### EXTRACT
_ _ _ _ _ _ _
The scatter plot of the experimental versus calculated solvation free energies in n-octanol for the 243 training set molecules were shown in Figure 1B. The performance of ab initio SMD and PBSA models was summarized in Table 1.
Figure 1.

Comparison of the experimental and calculated solvation free energies for the training set molecules. A: hydration free energies of 544 training set molecules. B: solvation free energies of 243 training set molecules in n-octanol solvent. Eye-guided lines are shown for ideal matching of calculation vs. experiment (solid line), with error of ±1 kcal/mol (dashed line), and with error of ±2 kcal/mol (dotted line), respectively.
Table 1.
The comparison of solvation free energy calculations in n-octanol for 243 molecules
| Method | MSE | MUE | RMSE | PI | R |
|---|---|---|---|---|---|
| PBSA (new model in this work) | −0.10 | 1.37 | 1.83 | 0.92 | 0.92 |
| HF/6–31G* + SMD | −0.71 | 1.29 | 1.84 | 0.93 | 0.92 |
| B3LYP/6–31G* + SMD | 0.53 | 1.21 | 1.68 | 0.93 | 0.92 |
It is pointed out that we attempted to optimize the PB radius parameters to further improve the n-octanol SFE model, but the improvement was incremental. For the sake of maximizing the error cancellation in the logP prediction, we decided to use the same PB radius parameters optimized for HFE in n-octanol SFE solvation model.
_ _ _ _ _ _ _
(Region annotation entries)
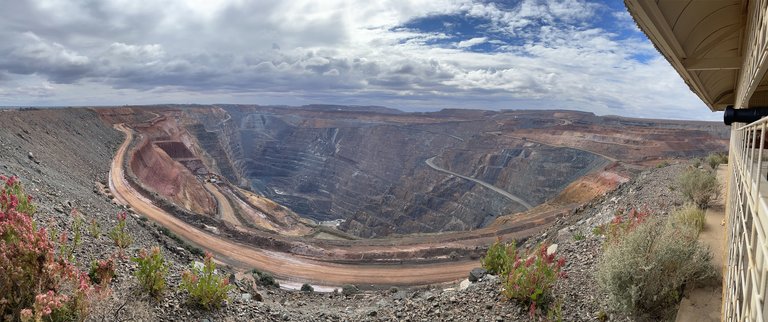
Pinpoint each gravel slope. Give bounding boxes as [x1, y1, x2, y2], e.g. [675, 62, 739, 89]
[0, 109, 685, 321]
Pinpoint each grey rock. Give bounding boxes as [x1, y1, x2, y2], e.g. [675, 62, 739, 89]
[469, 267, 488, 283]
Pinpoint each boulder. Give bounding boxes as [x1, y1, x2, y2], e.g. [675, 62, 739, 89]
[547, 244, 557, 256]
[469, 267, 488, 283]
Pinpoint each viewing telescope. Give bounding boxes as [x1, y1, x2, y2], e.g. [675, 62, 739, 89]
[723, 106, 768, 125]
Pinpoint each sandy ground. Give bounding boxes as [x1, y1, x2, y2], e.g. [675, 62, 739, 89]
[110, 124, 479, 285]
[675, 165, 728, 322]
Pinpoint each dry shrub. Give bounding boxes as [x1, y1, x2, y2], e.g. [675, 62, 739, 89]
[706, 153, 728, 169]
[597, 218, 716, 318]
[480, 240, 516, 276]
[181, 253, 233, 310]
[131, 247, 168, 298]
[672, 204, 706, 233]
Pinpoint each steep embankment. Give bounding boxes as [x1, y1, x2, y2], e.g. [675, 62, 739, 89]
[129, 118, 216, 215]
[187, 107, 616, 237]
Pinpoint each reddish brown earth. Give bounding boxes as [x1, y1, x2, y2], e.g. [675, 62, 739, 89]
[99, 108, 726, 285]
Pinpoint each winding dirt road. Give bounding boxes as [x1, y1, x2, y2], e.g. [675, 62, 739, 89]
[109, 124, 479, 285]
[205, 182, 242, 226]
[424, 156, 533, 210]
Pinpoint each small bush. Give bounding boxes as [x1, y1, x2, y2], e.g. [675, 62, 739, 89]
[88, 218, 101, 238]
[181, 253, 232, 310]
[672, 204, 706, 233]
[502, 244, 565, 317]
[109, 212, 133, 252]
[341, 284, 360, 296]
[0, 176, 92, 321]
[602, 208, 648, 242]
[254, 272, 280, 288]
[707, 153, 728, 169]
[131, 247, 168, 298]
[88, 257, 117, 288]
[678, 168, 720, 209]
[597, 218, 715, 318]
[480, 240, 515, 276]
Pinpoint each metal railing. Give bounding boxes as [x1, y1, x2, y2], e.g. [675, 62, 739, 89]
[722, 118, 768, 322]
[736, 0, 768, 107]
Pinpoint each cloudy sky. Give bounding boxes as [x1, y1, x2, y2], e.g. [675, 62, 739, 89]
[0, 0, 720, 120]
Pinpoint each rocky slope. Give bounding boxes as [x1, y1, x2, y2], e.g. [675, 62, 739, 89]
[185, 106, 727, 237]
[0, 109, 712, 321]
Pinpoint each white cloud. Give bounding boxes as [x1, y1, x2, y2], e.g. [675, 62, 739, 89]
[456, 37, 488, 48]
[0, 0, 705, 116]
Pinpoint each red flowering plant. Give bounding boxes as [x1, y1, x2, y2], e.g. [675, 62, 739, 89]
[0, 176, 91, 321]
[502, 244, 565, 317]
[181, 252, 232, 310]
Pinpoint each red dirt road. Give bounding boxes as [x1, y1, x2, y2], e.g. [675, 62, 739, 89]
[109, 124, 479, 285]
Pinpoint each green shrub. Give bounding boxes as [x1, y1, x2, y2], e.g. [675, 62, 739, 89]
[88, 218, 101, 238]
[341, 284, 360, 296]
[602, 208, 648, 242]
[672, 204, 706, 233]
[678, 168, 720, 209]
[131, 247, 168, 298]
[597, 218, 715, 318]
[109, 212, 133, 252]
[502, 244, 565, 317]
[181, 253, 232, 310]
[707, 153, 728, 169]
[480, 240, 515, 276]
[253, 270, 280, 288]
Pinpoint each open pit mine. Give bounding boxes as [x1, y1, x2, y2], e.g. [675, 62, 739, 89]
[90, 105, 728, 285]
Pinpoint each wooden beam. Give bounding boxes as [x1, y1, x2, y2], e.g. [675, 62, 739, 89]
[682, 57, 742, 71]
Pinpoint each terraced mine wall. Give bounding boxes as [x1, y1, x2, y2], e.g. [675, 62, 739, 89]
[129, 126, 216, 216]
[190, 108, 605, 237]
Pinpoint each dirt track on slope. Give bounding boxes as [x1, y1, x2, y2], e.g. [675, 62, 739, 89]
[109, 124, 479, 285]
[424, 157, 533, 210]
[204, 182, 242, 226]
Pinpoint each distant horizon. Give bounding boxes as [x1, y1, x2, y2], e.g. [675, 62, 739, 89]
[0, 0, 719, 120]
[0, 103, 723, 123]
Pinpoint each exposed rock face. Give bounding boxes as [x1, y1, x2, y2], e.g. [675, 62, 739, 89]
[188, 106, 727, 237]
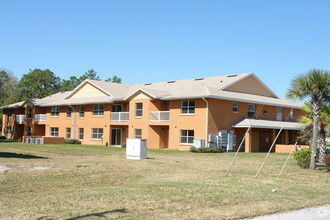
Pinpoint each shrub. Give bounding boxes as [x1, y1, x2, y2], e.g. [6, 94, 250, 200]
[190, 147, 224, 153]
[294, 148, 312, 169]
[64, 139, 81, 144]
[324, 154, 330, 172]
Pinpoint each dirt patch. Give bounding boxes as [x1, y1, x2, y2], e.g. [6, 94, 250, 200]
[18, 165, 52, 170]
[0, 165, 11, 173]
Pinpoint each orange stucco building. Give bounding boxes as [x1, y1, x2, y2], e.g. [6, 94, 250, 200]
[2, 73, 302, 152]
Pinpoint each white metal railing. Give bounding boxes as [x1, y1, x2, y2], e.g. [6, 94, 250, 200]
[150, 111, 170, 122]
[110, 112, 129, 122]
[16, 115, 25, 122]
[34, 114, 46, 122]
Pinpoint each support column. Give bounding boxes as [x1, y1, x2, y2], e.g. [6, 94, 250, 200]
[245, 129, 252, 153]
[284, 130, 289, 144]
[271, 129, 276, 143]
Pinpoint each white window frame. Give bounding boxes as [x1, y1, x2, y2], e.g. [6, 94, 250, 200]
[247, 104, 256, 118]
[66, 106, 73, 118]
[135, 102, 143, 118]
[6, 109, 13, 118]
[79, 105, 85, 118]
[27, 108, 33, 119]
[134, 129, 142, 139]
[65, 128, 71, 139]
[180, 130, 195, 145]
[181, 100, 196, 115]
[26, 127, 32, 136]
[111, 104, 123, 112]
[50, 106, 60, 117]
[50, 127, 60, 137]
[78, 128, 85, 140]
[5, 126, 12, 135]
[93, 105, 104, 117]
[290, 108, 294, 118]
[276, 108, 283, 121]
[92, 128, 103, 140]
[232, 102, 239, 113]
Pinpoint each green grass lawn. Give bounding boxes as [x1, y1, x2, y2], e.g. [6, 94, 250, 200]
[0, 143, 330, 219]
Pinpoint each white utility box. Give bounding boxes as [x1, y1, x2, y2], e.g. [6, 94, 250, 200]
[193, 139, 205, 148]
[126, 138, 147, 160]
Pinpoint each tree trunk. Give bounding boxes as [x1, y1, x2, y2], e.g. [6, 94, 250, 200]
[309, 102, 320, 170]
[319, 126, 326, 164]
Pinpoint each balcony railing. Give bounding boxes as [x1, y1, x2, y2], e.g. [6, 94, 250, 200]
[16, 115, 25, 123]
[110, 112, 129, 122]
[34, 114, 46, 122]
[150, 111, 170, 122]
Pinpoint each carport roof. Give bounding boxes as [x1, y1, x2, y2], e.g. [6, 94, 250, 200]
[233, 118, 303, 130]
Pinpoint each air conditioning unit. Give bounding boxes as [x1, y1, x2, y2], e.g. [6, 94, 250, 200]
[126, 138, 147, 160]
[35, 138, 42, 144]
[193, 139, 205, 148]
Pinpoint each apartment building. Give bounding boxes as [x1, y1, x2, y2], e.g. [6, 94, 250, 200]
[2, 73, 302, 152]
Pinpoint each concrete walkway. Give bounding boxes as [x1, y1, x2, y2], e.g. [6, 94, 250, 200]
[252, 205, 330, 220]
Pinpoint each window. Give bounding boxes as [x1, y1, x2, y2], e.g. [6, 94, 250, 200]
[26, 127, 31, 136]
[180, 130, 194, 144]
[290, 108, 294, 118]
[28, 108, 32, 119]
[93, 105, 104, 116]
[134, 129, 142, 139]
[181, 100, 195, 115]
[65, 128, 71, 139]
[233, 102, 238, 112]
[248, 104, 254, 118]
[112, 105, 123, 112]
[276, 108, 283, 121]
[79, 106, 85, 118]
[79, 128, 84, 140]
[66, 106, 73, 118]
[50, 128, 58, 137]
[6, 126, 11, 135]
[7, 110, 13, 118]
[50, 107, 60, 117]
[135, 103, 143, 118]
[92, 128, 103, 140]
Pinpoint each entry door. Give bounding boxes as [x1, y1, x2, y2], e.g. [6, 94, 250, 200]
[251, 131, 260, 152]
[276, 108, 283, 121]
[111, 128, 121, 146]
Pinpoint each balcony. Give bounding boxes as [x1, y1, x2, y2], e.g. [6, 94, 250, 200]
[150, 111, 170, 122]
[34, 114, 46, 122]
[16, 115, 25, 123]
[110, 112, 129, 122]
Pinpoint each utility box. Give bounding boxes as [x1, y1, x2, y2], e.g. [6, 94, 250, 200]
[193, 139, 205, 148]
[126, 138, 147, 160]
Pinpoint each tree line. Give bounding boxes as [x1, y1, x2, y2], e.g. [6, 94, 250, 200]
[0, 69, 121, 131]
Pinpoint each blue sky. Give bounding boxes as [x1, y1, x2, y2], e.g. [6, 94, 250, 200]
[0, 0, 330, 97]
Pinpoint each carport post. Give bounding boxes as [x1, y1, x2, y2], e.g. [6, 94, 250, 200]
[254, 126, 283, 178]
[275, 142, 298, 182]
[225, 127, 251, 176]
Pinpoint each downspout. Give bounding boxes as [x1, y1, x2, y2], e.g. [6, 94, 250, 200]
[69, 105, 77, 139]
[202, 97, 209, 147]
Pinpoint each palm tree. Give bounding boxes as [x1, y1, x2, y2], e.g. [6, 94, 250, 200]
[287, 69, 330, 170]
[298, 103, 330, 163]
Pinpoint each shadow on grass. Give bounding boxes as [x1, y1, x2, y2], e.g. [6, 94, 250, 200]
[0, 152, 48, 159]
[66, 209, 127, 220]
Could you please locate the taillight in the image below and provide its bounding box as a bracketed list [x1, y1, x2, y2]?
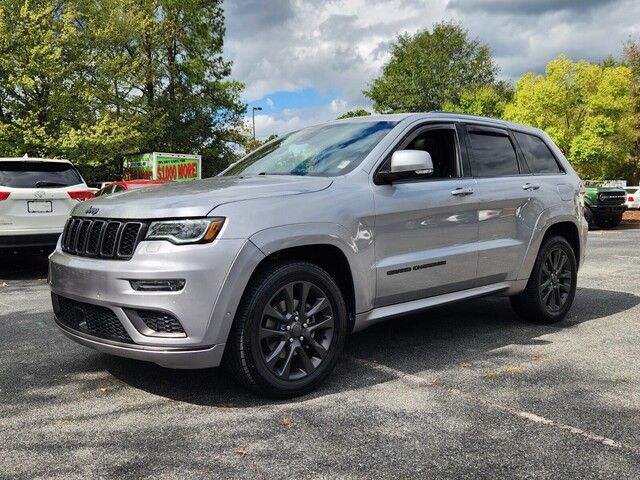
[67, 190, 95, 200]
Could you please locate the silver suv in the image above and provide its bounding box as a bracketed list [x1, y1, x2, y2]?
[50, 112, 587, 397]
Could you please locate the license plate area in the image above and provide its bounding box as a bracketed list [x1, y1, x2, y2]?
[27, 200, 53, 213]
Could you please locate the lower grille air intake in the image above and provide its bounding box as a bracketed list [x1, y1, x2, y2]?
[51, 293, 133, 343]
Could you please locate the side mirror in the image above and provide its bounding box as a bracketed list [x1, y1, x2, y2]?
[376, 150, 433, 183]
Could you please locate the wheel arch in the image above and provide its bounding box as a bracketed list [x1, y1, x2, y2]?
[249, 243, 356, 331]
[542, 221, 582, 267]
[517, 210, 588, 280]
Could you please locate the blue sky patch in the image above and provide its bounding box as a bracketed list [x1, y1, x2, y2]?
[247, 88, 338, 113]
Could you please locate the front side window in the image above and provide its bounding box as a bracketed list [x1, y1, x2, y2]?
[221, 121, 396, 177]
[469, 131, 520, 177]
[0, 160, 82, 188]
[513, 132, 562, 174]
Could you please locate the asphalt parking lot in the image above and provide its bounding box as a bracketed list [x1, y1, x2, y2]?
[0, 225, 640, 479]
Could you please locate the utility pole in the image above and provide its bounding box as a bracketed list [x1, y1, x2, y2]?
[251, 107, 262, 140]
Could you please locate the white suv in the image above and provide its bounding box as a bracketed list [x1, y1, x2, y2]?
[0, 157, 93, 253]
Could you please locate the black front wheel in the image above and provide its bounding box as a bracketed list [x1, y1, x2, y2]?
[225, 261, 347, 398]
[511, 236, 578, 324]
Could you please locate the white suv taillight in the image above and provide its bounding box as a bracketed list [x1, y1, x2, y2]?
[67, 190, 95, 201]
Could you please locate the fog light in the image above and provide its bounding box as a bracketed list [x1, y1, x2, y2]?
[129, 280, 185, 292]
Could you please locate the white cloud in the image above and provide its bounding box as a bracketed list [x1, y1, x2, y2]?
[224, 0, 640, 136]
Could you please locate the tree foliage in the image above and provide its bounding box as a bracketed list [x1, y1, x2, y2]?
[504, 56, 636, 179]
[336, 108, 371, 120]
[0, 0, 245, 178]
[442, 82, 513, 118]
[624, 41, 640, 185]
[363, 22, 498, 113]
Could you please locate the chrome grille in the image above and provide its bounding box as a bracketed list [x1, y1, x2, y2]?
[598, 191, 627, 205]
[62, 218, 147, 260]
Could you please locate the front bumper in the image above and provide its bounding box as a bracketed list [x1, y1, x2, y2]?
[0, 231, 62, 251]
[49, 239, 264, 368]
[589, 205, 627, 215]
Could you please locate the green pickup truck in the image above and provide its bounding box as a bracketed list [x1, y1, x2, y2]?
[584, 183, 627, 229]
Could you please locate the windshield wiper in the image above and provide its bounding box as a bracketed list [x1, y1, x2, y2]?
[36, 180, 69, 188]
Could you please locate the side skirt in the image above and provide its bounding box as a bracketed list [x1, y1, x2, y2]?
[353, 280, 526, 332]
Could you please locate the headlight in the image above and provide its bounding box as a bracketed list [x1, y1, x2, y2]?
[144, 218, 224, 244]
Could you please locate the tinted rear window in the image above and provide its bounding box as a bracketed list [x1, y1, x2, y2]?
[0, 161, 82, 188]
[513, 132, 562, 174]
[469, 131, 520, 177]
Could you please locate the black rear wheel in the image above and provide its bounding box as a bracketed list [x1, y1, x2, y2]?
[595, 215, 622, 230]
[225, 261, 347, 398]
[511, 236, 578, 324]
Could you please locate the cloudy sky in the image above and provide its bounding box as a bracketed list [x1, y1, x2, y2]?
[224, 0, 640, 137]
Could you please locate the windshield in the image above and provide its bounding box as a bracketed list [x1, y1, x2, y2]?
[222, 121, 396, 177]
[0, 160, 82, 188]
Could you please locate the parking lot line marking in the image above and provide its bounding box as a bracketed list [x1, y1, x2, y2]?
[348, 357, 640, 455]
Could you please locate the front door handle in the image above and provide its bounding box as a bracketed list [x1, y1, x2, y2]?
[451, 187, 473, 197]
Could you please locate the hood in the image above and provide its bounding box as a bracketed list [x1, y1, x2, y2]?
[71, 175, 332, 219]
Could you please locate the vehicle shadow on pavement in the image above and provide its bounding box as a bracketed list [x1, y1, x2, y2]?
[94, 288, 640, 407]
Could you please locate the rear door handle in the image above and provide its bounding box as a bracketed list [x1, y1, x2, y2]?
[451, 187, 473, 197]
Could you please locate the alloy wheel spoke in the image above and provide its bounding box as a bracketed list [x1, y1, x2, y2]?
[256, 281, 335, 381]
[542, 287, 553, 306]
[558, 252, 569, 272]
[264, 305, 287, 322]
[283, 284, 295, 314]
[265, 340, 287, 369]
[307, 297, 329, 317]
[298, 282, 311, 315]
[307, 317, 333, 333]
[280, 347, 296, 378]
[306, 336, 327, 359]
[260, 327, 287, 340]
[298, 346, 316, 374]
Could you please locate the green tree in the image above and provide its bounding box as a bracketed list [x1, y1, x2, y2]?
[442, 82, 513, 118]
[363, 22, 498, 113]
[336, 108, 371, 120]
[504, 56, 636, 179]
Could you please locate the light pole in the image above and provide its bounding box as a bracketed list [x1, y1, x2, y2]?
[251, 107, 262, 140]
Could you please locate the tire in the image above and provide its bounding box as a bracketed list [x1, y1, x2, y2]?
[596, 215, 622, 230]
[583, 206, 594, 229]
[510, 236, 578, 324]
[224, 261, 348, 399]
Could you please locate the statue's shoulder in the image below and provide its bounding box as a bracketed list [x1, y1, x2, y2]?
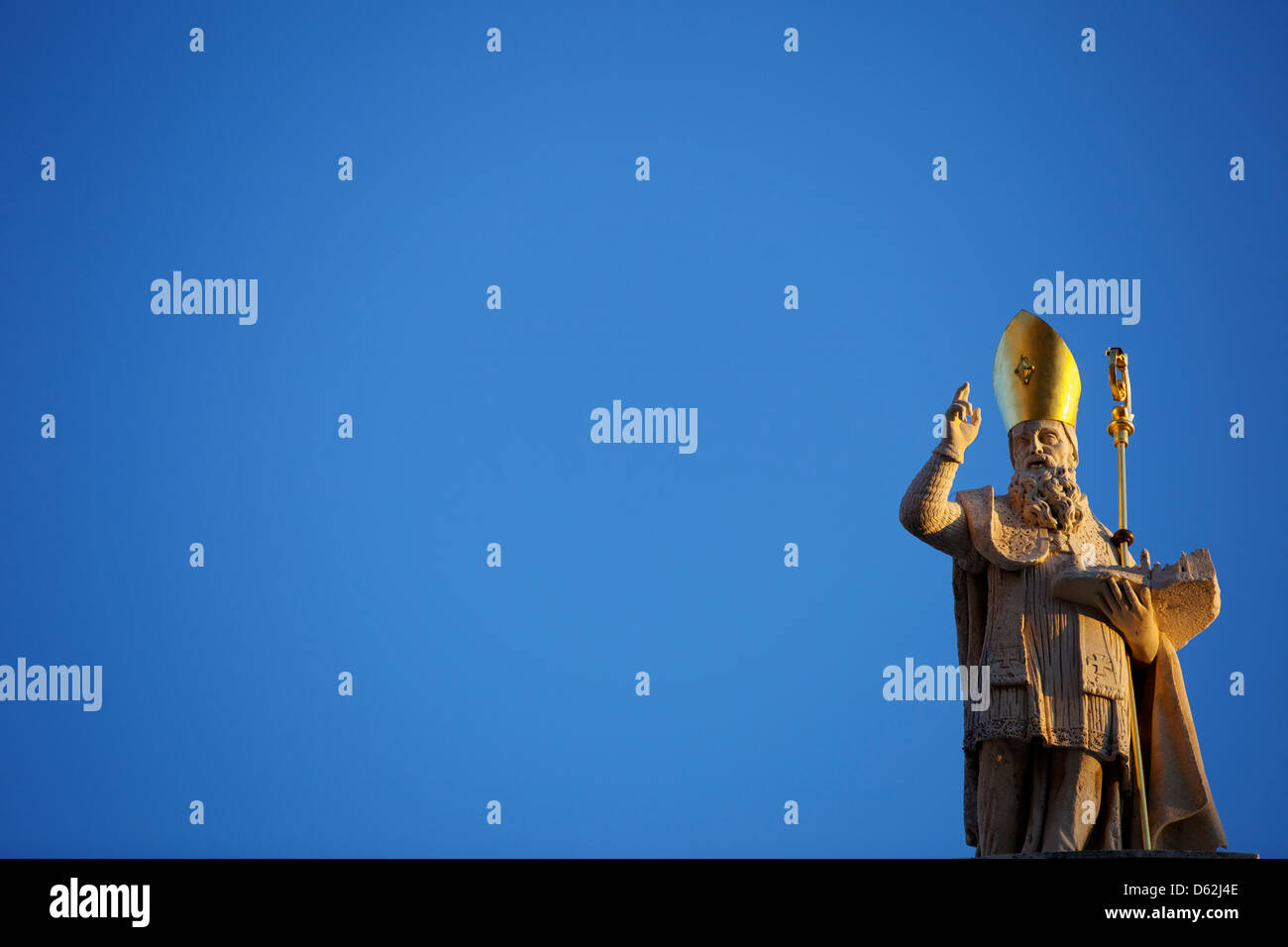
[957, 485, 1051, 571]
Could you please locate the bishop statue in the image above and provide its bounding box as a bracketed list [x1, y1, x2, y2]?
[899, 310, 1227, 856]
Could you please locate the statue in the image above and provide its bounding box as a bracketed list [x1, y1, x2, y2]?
_ _ _ _ _ _ _
### EXERCISES
a: Copy out the solvation passage from "The scatter plot" down to "in Table 1.", switching "scatter plot" to "scatter diagram".
b: Rewrite the part of the listing from the line containing "Pinpoint each white window" down to the line containing "[0, 143, 330, 219]", keeping the requests and adding 49 to every bounding box coordinate in the answers.
The solvation passage and the listing have no connection to each other.

### SOLUTIONS BY TASK
a:
The scatter diagram of the experimental versus calculated solvation free energies in n-octanol for the 243 training set molecules were shown in Figure 1B. The performance of ab initio SMD and PBSA models was summarized in Table 1.

b:
Pinpoint each white window frame. Give bounding boxes as [x1, y1, x2, y2], e.g. [6, 94, 250, 200]
[296, 153, 305, 167]
[115, 155, 122, 167]
[184, 151, 192, 167]
[55, 158, 62, 167]
[128, 154, 134, 167]
[76, 157, 82, 168]
[183, 178, 191, 188]
[114, 177, 120, 188]
[229, 179, 244, 194]
[230, 149, 245, 164]
[75, 176, 81, 185]
[160, 153, 172, 161]
[99, 155, 109, 166]
[99, 176, 109, 186]
[127, 177, 134, 189]
[54, 175, 61, 184]
[142, 154, 153, 166]
[339, 157, 343, 167]
[325, 157, 332, 170]
[141, 177, 152, 189]
[281, 151, 288, 162]
Pinpoint each green grass lawn. Give bounding boxes as [x1, y1, x2, y2], e.g. [6, 94, 250, 200]
[49, 192, 379, 268]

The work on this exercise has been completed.